# [WHAT YOU NEED TO DO]
Set down the data below word for word, and leave the images aside.

(EXTRACTED RECORDS begins)

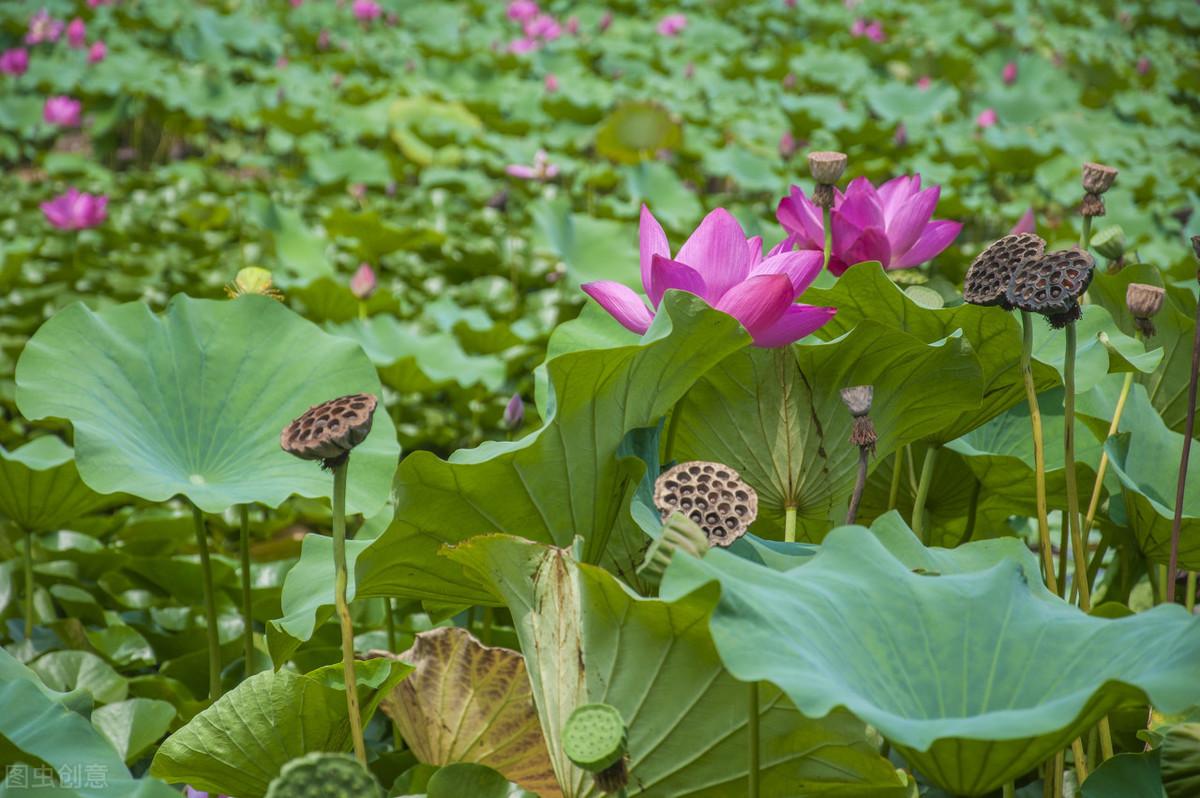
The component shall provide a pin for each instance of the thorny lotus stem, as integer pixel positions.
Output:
(1068, 438)
(210, 606)
(753, 772)
(1188, 430)
(1039, 455)
(343, 611)
(247, 603)
(918, 505)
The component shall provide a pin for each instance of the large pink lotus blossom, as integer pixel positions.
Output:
(541, 168)
(15, 61)
(892, 223)
(77, 34)
(76, 210)
(43, 28)
(672, 24)
(727, 270)
(61, 111)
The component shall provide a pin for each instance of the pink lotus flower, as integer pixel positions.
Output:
(63, 112)
(366, 10)
(892, 223)
(522, 10)
(729, 271)
(43, 28)
(15, 61)
(76, 210)
(672, 24)
(541, 168)
(77, 34)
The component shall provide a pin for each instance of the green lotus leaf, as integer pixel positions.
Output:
(39, 729)
(40, 486)
(588, 639)
(238, 745)
(565, 479)
(777, 414)
(192, 402)
(1146, 460)
(865, 293)
(973, 697)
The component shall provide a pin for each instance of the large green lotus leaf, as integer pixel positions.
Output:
(587, 637)
(565, 479)
(777, 414)
(1146, 460)
(39, 730)
(238, 745)
(192, 402)
(972, 697)
(865, 293)
(40, 486)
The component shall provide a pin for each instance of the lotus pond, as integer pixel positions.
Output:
(559, 399)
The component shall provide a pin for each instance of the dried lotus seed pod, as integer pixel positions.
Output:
(712, 495)
(330, 430)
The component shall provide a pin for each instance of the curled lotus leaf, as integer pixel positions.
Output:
(973, 697)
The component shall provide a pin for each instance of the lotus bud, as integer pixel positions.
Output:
(1144, 301)
(363, 283)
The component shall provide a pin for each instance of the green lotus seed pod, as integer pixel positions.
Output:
(594, 737)
(324, 775)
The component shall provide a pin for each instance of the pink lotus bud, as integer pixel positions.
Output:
(363, 283)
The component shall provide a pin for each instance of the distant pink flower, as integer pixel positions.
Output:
(61, 111)
(727, 270)
(522, 10)
(76, 210)
(15, 61)
(892, 223)
(672, 24)
(77, 34)
(43, 28)
(541, 168)
(366, 10)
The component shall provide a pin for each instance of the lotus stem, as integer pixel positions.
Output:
(918, 507)
(894, 492)
(1068, 437)
(210, 606)
(1039, 455)
(247, 603)
(1188, 430)
(753, 772)
(343, 610)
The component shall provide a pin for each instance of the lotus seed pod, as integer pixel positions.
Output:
(987, 280)
(324, 775)
(330, 430)
(1053, 285)
(594, 739)
(1098, 178)
(1144, 301)
(827, 167)
(711, 495)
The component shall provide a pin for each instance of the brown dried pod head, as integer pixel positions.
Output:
(1098, 178)
(1144, 301)
(827, 167)
(987, 280)
(1053, 285)
(330, 430)
(712, 495)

(EXTRACTED RECORDS ends)

# [WRITTEN RESPONSE]
The component shall provide a pin for each instance of the thorny lotus stem, as integer pixel positions.
Output:
(1068, 438)
(210, 606)
(753, 772)
(1188, 430)
(1039, 455)
(343, 611)
(247, 603)
(918, 505)
The component shall provide a pin for each instance of the large pink lotus blossom, as integer pixel positions.
Output:
(541, 168)
(15, 61)
(892, 223)
(77, 34)
(76, 210)
(43, 28)
(672, 24)
(727, 270)
(61, 111)
The component shall provide a pin for each instance of the pink lotus flower, as integer pixel positions.
Output:
(63, 112)
(366, 10)
(892, 223)
(522, 10)
(729, 271)
(43, 28)
(15, 61)
(76, 210)
(672, 24)
(541, 168)
(77, 34)
The component shall provide a pin for each instance of the green lotus leaf, as integer pixel positions.
Output:
(39, 729)
(40, 486)
(588, 639)
(238, 745)
(565, 479)
(777, 414)
(192, 402)
(1146, 460)
(865, 293)
(973, 697)
The component shall provide a pin for each instance of the large green lotus leaf, as integer pixel positions.
Output:
(587, 637)
(565, 479)
(777, 414)
(1146, 460)
(39, 730)
(238, 745)
(192, 402)
(972, 697)
(865, 293)
(40, 486)
The component shall provide a pin for each instance of the lotus pond, as integer pixel positions.
Output:
(559, 399)
The component shall provide a pin for each instance of the dried lotus seed pod, as integer pixel positions.
Output:
(712, 495)
(330, 430)
The component shall provide a pin for each instance of the curled lotus leaf, as integer pixel positions.
Output:
(973, 697)
The component shall provide a pin for each instance of the lotus bud, as integer pixel positions.
Output:
(1144, 301)
(363, 283)
The component shall provide a pin for each instance of the green lotus seed pod, as integer pixel positions.
Output:
(594, 737)
(324, 775)
The component shall provide a pin for each instance of the pink lotus bud, as integer pixel positions.
Output:
(363, 283)
The component shall provide a pin for each instance of the distant pink flower, as integer pixel positions.
Output:
(61, 111)
(727, 270)
(522, 10)
(76, 210)
(15, 61)
(892, 223)
(672, 24)
(77, 34)
(43, 28)
(541, 168)
(366, 10)
The component shall provide a pin for each instance of the lotus stem, as integer pixel positions.
Output:
(918, 507)
(894, 492)
(1068, 437)
(210, 606)
(1039, 455)
(247, 603)
(1188, 430)
(753, 772)
(343, 610)
The component shall provide a pin for each instance of the lotus seed pod, as integer pixel positions.
Output:
(987, 280)
(324, 775)
(330, 430)
(1053, 285)
(594, 739)
(1098, 178)
(1144, 301)
(827, 167)
(711, 495)
The component shall provide a pin for each instance of the brown dried pod head, as integer pixel positions.
Output:
(1098, 178)
(1144, 301)
(827, 167)
(987, 280)
(1053, 285)
(330, 430)
(712, 495)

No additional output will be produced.